### ENUNCIADO DA TAREFA
Transcreva sem qualquer alteração o trecho da entrevista abaixo que vai de "(risos) Ok. Outra" a "se pode pedir?".

### EXCERTO DO DOCUMENTO
= = = =

Neste momento o Goya é uma estatueta que está em minha casa e que de vez em quando limpo o pó. Pouco mais. É uma satisfação, claro, mas para mim o prémio é por exemplo estar aqui em Lisboa a apresentar o El hombre de mil caras, um trabalho que me orgulha muito, não só por mim, mas por ter pertencido a este filme e de ter trabalhado com este génio que é o Alberto Rodriguez.

Tu tiveste um papel na TV espanhola [Los hombres de Paco] que fez com que toda a gente na rua te chame pelo nome da personagem que desempenhavas [Povedilla]. Mudou alguma coisa, agora que ganhaste o Goya? As pessoas te tratam por Roldan?

(Risos) Não. Continuam-me a chamar Povedilla. Bem, agora estou a fazer outra série em Espanha que vai no quarto episódio e então agora começaram a chamar-me outra coisa… A televisão é um meio diferente. Não sei quantas pessoas viram o filme, mas numa série temos 3 ou 4 milhões de pessoas que a vêem todas as semanas. O Los hombres de Paco teve no ar 5 anos, foram 117 episódios, com 4 milhões de pessoas de cada vez. E agora estou a fazer isto:

[Santos pega no telemóvel e mostra-nos a imagem]


Carlos Santos em Ella es tu padre (TV)

(risos) Ok. Outra grande transformação? (risos)

Sim, outra grande transformação. Nesta série [Ella es tu padre] sou a Avelina, por isso agora quando me abordam também dizem, ‘Avelina. Tu és a Avelina’. (risos). O Los hombres de Paco tornou-se em Espanha uma série mítica. E mesmo tendo terminado em 2010, as pessoas continuam a dizer que sou o Povedilla. Acho que, faça o que faça, vou ser sempre oPovedilla. E fico também orgulhoso por isso, porque as pessoas gostaram da série e das personagens. Que mais se pode pedir?

Que gostas mais de fazer? Cinema, TV? Teatro?

Se não tivesso feito as coisas que fiz na TV, não conseguia fazer no cinema o que faço hoje em dia. Mas não por ser mais ou menos popular, mas pelo treino que a televisão te dá. A velocidade de aprender, de decorar um guião, de trabalhar rápido em qualquer situação nas filmagens (…) o treino que a televisão me deu é a base daquilo que sou como ator. Eu descobri tudo o que posso fazer ou não fazer como ator durante cinco anos com esta personagem, e muitas outras. É como fazer um filme, ou 117 filmes de Los hombres de Paco. 117 argumentos e sempre situações diferentes dá-te como ator um arcaboiço muito potente para enfrentar uma personagem como esta de El hombre de mil caras…..

Sim, tu trabalhaste também em Villaviciosa de al lado, uma comédia. Tu também és um homem de mil caras…

(risos) Sim, Los hombres de Paco era uma comédia e sou principalmente conhecido pelas comédias. Por isso surpreendeu muita gente eu assumir o papel de Luis Roldán, uma personagem que toda a gente conhece e que ninguém imaginava que podia ser eu a interpretá-lo. Foi uma escolha surpreendente por parte do Alberto Rodriguez e das diretoras de casting, porque essencialmente eu sou conhecido mais por coisas como o Villaviciosa, do que por filmes como El hombre de mil caras.

= = = =

### DADOS FORNECIDOS
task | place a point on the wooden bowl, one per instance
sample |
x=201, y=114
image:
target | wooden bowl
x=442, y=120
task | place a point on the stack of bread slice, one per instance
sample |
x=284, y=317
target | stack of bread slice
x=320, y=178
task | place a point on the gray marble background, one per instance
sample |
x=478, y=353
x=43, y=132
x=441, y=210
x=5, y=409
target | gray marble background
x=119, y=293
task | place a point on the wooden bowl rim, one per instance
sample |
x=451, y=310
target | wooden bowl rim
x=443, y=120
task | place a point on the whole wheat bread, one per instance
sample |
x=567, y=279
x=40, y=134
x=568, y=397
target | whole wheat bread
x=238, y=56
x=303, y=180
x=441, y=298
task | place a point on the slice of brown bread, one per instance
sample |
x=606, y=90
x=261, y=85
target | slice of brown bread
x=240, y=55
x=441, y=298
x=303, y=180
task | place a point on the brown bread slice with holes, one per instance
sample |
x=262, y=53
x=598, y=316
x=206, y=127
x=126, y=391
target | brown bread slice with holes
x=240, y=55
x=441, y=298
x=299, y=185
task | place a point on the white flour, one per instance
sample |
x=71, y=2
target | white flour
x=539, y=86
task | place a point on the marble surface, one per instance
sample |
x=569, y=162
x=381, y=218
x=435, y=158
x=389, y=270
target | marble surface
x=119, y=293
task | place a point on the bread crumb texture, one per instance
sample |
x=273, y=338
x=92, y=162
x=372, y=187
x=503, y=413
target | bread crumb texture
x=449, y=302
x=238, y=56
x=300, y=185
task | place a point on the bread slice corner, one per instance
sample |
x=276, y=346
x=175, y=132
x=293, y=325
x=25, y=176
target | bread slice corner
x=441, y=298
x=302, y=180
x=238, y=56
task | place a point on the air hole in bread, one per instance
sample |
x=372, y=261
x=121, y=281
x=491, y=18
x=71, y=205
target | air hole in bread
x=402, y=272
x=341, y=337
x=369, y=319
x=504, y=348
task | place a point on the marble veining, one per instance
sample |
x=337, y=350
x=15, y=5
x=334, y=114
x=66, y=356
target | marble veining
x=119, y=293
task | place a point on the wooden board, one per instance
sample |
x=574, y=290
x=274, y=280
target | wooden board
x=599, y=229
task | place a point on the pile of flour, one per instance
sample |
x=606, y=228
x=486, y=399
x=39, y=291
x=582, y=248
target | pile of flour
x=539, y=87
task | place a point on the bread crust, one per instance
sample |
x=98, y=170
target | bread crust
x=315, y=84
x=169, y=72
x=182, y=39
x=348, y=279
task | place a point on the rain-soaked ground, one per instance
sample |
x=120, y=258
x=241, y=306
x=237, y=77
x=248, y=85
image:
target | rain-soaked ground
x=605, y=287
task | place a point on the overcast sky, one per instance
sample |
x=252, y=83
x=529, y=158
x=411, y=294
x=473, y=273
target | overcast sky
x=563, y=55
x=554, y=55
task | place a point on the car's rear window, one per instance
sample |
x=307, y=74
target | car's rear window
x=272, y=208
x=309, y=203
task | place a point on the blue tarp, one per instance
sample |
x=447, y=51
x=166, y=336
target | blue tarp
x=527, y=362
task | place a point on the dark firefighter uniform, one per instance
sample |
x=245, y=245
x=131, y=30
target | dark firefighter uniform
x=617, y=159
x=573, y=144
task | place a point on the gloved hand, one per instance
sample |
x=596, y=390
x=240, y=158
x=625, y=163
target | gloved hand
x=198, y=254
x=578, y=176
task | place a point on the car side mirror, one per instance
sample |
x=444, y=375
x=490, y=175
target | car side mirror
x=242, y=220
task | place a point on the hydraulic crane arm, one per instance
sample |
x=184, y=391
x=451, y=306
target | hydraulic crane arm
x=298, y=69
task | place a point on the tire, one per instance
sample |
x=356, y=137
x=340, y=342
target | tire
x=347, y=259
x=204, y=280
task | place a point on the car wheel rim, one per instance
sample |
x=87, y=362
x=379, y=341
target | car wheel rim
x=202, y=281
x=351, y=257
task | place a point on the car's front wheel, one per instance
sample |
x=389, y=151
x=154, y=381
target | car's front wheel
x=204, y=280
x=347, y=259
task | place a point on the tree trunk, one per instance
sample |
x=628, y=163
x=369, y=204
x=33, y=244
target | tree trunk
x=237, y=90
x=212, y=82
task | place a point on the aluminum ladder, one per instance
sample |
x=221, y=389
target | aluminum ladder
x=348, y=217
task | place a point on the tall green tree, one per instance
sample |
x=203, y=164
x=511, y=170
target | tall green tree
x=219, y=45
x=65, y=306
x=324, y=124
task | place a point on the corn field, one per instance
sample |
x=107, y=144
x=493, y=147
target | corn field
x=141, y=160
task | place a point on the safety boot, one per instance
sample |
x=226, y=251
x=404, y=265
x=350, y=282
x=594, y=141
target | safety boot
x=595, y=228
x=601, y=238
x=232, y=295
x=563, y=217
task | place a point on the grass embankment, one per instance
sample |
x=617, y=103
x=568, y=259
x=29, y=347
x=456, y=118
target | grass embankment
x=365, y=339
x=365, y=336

= = = =

### RESPOSTA ESCRITA
(risos) Ok. Outra grande transformação? (risos)

Sim, outra grande transformação. Nesta série [Ella es tu padre] sou a Avelina, por isso agora quando me abordam também dizem, ‘Avelina. Tu és a Avelina’. (risos). O Los hombres de Paco tornou-se em Espanha uma série mítica. E mesmo tendo terminado em 2010, as pessoas continuam a dizer que sou o Povedilla. Acho que, faça o que faça, vou ser sempre oPovedilla. E fico também orgulhoso por isso, porque as pessoas gostaram da série e das personagens. Que mais se pode pedir?